GIVEN REQUEST ->
Please revise the material below by replacing every "pick planner" with "grasp planner", leaving everything else unchanged.

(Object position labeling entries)
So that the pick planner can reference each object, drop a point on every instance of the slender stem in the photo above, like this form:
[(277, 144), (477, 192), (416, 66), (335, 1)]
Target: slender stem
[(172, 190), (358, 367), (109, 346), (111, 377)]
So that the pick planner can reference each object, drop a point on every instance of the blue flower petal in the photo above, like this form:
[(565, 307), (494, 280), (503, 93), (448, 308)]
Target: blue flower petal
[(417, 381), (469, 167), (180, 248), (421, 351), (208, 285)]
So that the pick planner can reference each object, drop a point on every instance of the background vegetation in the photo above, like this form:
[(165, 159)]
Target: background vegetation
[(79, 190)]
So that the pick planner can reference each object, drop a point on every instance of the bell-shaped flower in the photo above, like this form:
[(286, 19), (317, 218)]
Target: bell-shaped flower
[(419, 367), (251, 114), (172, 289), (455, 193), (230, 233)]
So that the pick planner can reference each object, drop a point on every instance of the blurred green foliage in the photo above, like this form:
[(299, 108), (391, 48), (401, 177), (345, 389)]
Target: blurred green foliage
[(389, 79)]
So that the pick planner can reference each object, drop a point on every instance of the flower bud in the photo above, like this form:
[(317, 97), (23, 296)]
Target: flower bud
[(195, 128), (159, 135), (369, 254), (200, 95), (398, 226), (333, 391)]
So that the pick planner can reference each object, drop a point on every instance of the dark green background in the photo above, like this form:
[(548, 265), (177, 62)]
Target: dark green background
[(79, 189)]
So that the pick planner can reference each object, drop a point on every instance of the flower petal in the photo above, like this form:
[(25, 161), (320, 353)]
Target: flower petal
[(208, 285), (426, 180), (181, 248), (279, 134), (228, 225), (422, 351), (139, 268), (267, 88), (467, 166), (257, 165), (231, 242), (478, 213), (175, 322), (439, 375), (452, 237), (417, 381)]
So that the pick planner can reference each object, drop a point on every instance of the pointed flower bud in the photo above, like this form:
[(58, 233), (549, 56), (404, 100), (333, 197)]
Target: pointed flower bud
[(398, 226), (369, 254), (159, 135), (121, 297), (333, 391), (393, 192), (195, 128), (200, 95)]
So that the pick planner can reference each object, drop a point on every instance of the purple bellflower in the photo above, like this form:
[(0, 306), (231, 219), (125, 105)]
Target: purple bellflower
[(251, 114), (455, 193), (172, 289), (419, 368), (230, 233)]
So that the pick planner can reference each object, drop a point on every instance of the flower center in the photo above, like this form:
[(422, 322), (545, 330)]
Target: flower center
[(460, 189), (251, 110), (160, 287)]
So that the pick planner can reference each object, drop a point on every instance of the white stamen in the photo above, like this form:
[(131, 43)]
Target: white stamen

EXERCISE ANSWER ->
So that the grasp planner can reference each object, drop a point on every instance of the slender stem in the photo above, like this form:
[(277, 144), (477, 192), (416, 66), (335, 1)]
Target: slender stem
[(172, 190), (358, 367), (109, 346), (111, 377)]
So that the grasp planner can reference each object, drop a point on every instance of the blue flower petal in the photo above, like this form:
[(565, 307), (494, 280), (503, 93), (448, 308)]
Target: blue flower petal
[(417, 381), (469, 167), (180, 248), (421, 351), (208, 285)]
So that the grasp planner can reference each object, drop a point on every instance of the background vegetation in the photo above, like this form:
[(165, 159)]
Target: background vegetation
[(79, 190)]
So that the grasp planner can reference each object, drop a point on every instance of the bell-shaped flower in the photo above, like this form:
[(286, 19), (317, 218)]
Target: bell-shaped flower
[(419, 367), (251, 114), (172, 289), (455, 193), (230, 233)]
So that the grasp planner can reference each object, drop a point on every instance of the blurred green foliage in the photo above, like this form:
[(299, 108), (391, 48), (401, 177), (345, 389)]
Target: blurred green foliage
[(389, 79)]
So that the grasp planner can reference each object, drop a point on every instance of the flower bud in the photo above, like this form:
[(317, 97), (23, 296)]
Target: flower bud
[(195, 128), (159, 135), (369, 254), (200, 95), (398, 226), (333, 391)]
So that the grasp planner can reference each object, drop a point on every instance of the dark green background in the photo above, like this form:
[(548, 265), (177, 62)]
Target: dark green background
[(79, 189)]
So that the grasp planner can reference each object, drop a point on every instance of the flower petal in the photo above, like this form:
[(25, 161), (320, 353)]
Target: flower petal
[(208, 285), (426, 180), (181, 248), (279, 134), (228, 225), (422, 351), (139, 268), (267, 88), (467, 166), (257, 165), (231, 242), (478, 213), (175, 322), (439, 375), (452, 237), (417, 381)]
So that the grasp planner can reference each object, drop a point on every instance of the pointed flower bud in the photo above, like this form:
[(58, 233), (549, 56), (404, 100), (333, 197)]
Target: pointed flower bud
[(398, 226), (369, 254), (159, 135), (121, 297), (333, 391), (393, 192), (195, 128), (200, 95)]
So that the grasp planner can reference each object, drop a point on every instance of the purple bellflower in the photo above, like this form:
[(0, 306), (231, 219), (125, 105)]
Target: purple bellflower
[(251, 114), (455, 193), (172, 289), (419, 368), (230, 233)]
So that the grasp planner can reference each object, drop a point on every instance of the flower center in the photo above, like this form:
[(422, 322), (545, 330)]
Target: flower center
[(460, 189), (251, 110), (160, 287)]
So that the grasp planner can reference each object, drop a point on every instance of the white stamen in the photo above, like this form:
[(131, 43)]
Target: white stamen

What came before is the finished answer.